- **Exercise**:
Copy out every line of the records below word for word, but leave the pictures out of your copy.

Region labeling records:
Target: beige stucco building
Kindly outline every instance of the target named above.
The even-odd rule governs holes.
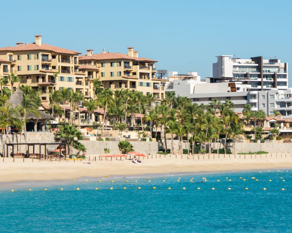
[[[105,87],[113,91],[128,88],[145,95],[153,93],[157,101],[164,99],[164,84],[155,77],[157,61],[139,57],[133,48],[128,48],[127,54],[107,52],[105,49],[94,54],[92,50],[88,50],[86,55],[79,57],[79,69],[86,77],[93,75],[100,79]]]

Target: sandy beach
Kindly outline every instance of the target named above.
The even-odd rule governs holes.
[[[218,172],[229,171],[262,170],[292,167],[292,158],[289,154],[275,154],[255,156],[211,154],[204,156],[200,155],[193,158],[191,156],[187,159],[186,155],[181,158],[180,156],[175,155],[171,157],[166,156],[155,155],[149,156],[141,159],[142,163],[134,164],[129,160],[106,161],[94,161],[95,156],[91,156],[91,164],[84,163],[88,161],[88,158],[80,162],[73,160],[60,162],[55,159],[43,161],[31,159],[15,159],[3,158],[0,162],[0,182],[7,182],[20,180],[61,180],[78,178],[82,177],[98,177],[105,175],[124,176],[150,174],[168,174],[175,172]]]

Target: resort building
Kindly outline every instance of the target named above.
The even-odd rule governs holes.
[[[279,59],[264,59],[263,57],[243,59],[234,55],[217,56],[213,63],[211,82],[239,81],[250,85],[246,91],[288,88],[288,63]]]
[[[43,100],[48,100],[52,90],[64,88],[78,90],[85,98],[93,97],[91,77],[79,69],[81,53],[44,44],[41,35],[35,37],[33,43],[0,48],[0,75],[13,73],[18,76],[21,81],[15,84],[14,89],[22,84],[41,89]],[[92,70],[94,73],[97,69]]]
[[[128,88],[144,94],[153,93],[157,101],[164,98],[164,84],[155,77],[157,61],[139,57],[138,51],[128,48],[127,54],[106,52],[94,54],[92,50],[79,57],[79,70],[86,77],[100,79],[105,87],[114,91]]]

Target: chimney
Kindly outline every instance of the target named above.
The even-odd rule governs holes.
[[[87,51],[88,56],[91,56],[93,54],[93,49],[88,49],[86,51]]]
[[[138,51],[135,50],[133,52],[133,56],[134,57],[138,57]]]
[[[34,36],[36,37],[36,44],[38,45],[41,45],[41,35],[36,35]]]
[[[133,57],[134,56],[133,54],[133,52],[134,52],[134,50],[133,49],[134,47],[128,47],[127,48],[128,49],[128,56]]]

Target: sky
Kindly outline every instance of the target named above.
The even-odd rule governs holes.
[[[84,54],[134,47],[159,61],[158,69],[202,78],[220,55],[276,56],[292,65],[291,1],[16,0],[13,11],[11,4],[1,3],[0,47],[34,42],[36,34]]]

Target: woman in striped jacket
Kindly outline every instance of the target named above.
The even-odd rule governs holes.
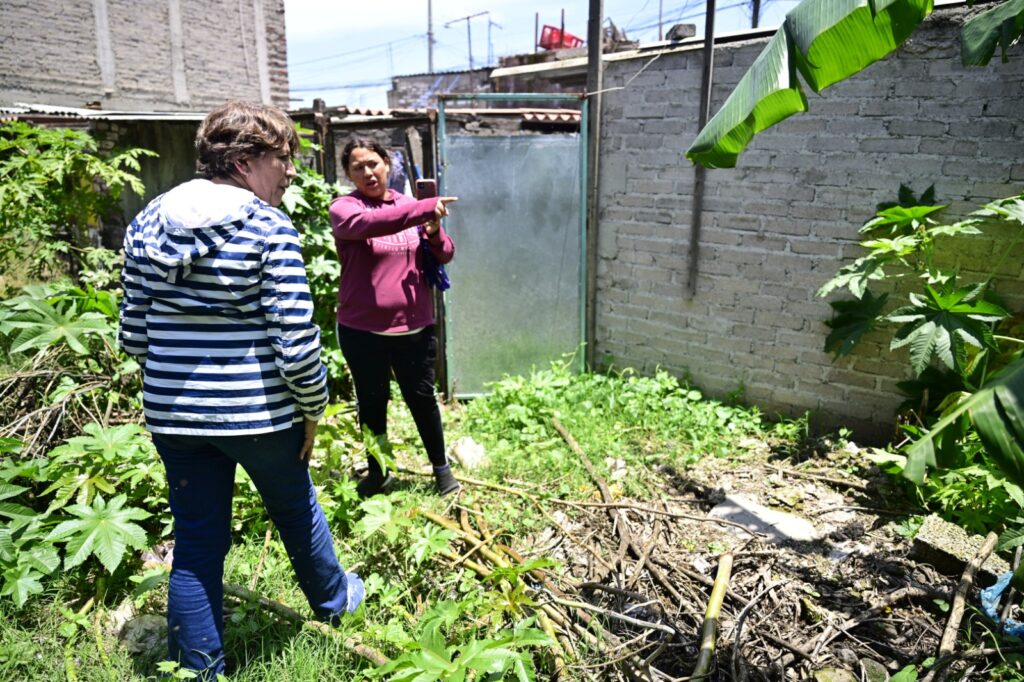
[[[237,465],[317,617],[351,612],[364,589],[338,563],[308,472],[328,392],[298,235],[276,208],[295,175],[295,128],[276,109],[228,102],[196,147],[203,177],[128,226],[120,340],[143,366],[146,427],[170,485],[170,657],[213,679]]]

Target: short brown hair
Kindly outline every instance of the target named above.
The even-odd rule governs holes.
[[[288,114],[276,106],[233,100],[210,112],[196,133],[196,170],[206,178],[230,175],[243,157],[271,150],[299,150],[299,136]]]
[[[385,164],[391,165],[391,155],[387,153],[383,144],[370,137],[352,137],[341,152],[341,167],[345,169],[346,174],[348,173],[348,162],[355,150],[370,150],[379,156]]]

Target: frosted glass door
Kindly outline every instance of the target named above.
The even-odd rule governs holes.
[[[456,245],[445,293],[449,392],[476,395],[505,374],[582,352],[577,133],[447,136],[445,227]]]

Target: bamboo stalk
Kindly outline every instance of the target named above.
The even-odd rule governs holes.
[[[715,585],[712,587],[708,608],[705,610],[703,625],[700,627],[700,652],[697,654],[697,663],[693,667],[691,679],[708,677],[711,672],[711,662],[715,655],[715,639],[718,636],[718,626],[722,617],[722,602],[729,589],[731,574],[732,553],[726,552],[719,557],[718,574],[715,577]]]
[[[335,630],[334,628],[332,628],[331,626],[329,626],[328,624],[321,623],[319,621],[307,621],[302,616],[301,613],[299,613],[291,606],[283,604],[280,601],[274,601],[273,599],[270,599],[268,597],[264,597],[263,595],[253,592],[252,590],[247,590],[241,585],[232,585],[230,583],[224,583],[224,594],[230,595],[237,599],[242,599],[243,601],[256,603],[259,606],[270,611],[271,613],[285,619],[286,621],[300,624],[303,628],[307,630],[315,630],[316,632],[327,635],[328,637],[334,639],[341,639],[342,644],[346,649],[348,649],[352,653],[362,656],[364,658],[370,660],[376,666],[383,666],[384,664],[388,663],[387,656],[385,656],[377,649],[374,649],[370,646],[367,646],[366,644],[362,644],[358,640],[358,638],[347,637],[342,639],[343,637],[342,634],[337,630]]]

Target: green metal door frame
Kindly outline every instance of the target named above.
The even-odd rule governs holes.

- **The completed task**:
Target: beige stucco building
Kindly outline every instance of the target named above.
The even-odd rule governs holes.
[[[105,87],[113,91],[128,88],[145,95],[153,93],[157,101],[164,99],[164,84],[155,77],[157,61],[139,57],[133,48],[128,48],[127,54],[107,52],[105,49],[94,54],[92,50],[88,50],[86,55],[79,57],[79,69],[86,77],[93,75],[100,79]]]

Target: sandy beach
Kindly outline every instance of the target named above.
The even-odd rule governs holes.
[[[218,172],[229,171],[262,170],[292,167],[292,158],[289,154],[275,154],[255,156],[211,154],[204,156],[200,155],[193,158],[191,156],[187,159],[186,155],[181,158],[180,156],[175,155],[171,157],[166,156],[155,155],[149,156],[141,159],[142,163],[134,164],[129,160],[106,161],[94,161],[95,156],[91,156],[91,164],[84,163],[88,161],[88,158],[80,162],[73,160],[60,162],[55,159],[43,161],[31,159],[15,159],[3,158],[0,162],[0,182],[7,182],[20,180],[61,180],[78,178],[82,177],[98,177],[105,175],[124,176],[150,174],[168,174],[175,172]]]

Target: resort building
Kindly outline every instance of the target named above.
The even-odd rule governs holes.
[[[279,59],[264,59],[263,57],[243,59],[234,55],[217,56],[213,63],[211,82],[239,81],[250,85],[246,91],[288,88],[288,63]]]
[[[43,100],[48,100],[52,90],[64,88],[78,90],[85,98],[93,97],[91,77],[79,69],[81,53],[44,44],[41,35],[35,37],[33,43],[0,48],[0,75],[13,73],[18,76],[21,81],[15,84],[14,89],[22,84],[41,89]],[[92,70],[94,73],[97,69]]]
[[[128,88],[144,94],[153,93],[157,101],[164,98],[164,84],[155,77],[157,61],[139,57],[138,51],[128,48],[127,54],[106,52],[94,54],[92,50],[79,57],[79,70],[86,77],[100,79],[105,87],[114,91]]]

Target: chimney
Kindly outline every instance of the target named above.
The even-odd rule governs holes.
[[[87,51],[88,56],[91,56],[93,54],[93,49],[88,49],[86,51]]]
[[[138,51],[135,50],[133,52],[133,56],[134,57],[138,57]]]
[[[34,36],[36,37],[36,44],[38,45],[41,45],[41,35],[36,35]]]
[[[133,57],[134,56],[133,54],[133,52],[134,52],[134,50],[133,49],[134,47],[128,47],[127,48],[128,49],[128,56]]]

Target: sky
Kindly outline every instance of the target named above.
The even-odd rule governs holes.
[[[84,54],[134,47],[159,61],[158,69],[202,78],[220,55],[276,56],[292,65],[291,1],[16,0],[13,11],[11,4],[1,3],[0,47],[34,42],[36,34]]]

Target: woman in striped jacket
Kindly outline every instance of the target named above.
The even-odd rule governs holes.
[[[237,465],[317,617],[351,612],[364,589],[338,563],[308,472],[328,392],[298,235],[276,208],[295,175],[295,128],[276,109],[228,102],[196,147],[203,177],[128,226],[120,340],[143,366],[146,427],[170,485],[170,657],[213,679]]]

Target: short brown hair
Kindly outline every instance of the target named above.
The even-odd rule governs holes.
[[[288,114],[276,106],[233,100],[210,112],[196,133],[196,170],[206,178],[230,175],[243,157],[271,150],[299,150],[299,136]]]
[[[385,164],[391,165],[391,155],[387,153],[383,144],[370,137],[352,137],[341,152],[341,167],[345,169],[346,174],[348,173],[348,162],[355,150],[370,150],[379,156]]]

Target: frosted glass door
Kindly outline every instance of the target named above.
The even-odd rule governs holes.
[[[456,245],[445,293],[449,392],[476,395],[505,374],[582,352],[577,133],[447,136],[445,227]]]

Target: bamboo stalk
Kindly outline every instance of the target named above.
The even-odd rule governs holes.
[[[715,585],[712,587],[708,608],[705,610],[703,625],[700,627],[700,652],[697,654],[697,663],[693,667],[691,679],[708,677],[711,672],[711,662],[715,655],[715,639],[718,636],[718,626],[722,617],[722,602],[729,589],[731,574],[732,553],[726,552],[719,557],[718,574],[715,577]]]
[[[335,630],[334,628],[332,628],[331,626],[329,626],[328,624],[321,623],[319,621],[307,621],[302,616],[301,613],[299,613],[291,606],[283,604],[280,601],[274,601],[273,599],[270,599],[268,597],[264,597],[263,595],[253,592],[252,590],[247,590],[241,585],[232,585],[230,583],[224,583],[224,594],[230,595],[237,599],[242,599],[243,601],[256,603],[259,606],[270,611],[271,613],[285,619],[286,621],[300,624],[303,628],[307,630],[315,630],[316,632],[327,635],[328,637],[334,639],[341,639],[342,644],[346,649],[348,649],[352,653],[362,656],[364,658],[370,660],[376,666],[383,666],[384,664],[388,663],[387,656],[385,656],[377,649],[374,649],[370,646],[367,646],[366,644],[362,644],[358,640],[358,638],[347,637],[342,639],[343,637],[342,634],[337,630]]]

Target: green metal door frame
Kindly outline every instance of the target named above.
The even-odd rule governs holes.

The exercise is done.